PROBLEM TO WORK ON:
Your output must match the records below character for character.

[Natural-language object grounding data]
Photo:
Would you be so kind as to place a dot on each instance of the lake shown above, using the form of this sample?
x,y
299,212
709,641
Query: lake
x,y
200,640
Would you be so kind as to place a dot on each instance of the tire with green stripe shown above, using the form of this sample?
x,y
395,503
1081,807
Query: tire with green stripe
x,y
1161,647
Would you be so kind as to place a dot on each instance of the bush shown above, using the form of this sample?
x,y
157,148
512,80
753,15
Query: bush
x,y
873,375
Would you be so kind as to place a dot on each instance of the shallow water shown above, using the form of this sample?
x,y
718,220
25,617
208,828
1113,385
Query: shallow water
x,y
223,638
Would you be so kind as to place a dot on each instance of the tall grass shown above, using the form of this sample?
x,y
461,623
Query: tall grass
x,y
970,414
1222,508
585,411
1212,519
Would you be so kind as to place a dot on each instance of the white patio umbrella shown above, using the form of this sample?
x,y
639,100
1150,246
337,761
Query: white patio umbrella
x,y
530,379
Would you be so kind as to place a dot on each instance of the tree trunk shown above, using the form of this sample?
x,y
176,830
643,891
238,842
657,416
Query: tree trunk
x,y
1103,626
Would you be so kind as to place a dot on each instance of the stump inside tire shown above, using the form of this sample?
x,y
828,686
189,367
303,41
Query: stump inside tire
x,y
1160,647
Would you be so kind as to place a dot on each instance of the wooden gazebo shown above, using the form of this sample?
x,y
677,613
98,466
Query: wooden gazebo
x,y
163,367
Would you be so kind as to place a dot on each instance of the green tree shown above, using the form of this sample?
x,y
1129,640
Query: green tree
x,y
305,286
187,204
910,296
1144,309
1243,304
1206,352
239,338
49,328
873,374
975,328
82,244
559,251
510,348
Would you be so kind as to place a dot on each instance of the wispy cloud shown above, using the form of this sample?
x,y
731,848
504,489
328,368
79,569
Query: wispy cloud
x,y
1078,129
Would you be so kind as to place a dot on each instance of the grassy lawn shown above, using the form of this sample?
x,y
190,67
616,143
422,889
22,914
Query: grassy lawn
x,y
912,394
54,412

WORKED SOLUTION:
Photo:
Would you be so kind as to place a dot on each instance of the lake shown above, using the form of this sample?
x,y
299,212
709,641
Query: lake
x,y
200,640
Would you be so kind as to place a dot on each instance of the tire with green stripe shown above, using the form of this sample?
x,y
395,503
1081,807
Query: tire with green stripe
x,y
1161,647
Would you be so kind as to place a dot on each instance of the bush shown above, using the form of this sample?
x,y
157,148
512,80
753,15
Query: bush
x,y
873,375
Would you be so kind as to place a dot on each instance of the shallow water shown above, using the form of this sample?
x,y
718,220
25,617
208,828
1113,385
Query: shallow water
x,y
223,638
Would you be so kind as to place a dot on each instance of the tall grass shown above, using the form of this sample?
x,y
461,623
Query: tall grass
x,y
970,414
1222,508
585,411
1212,519
Would you be so kind as to place a dot on each instance of the white patio umbrella shown above, using the form of this sample?
x,y
639,100
1150,246
337,761
Query: white patio umbrella
x,y
530,379
Would you be so kind as to place a dot on each instance of the tree trunk shown above, using the form of this sample?
x,y
176,830
643,891
238,842
657,416
Query: tree trunk
x,y
1103,626
Would you be so kind as to place a dot on each instance of the stump inside tire shown above, using the form of this sample?
x,y
828,686
189,367
303,41
Query: stump inside tire
x,y
1160,647
Would you be so kind as to place a dot on each instance of the wooden gazebo shown above, using the form of this sample?
x,y
677,613
98,466
Query: wooden gazebo
x,y
163,367
Would you be so kind as to place a dot on each instance of the green tree shown above, using the form of this sample?
x,y
1129,640
Query: green tree
x,y
305,286
187,204
910,296
1144,309
1243,304
1206,352
239,338
49,328
873,374
975,328
82,244
559,251
510,348
Would you be so kind as to place a dot on each instance of the wispy cloud shown above, using the form of this sample?
x,y
731,848
504,489
328,368
79,569
Query: wispy cloud
x,y
1078,129
Would you be so kind as to place a dot on each instance of the grassy lawn shown above, using the form of this sample?
x,y
190,67
616,143
422,889
22,914
Query: grassy lawn
x,y
912,394
54,412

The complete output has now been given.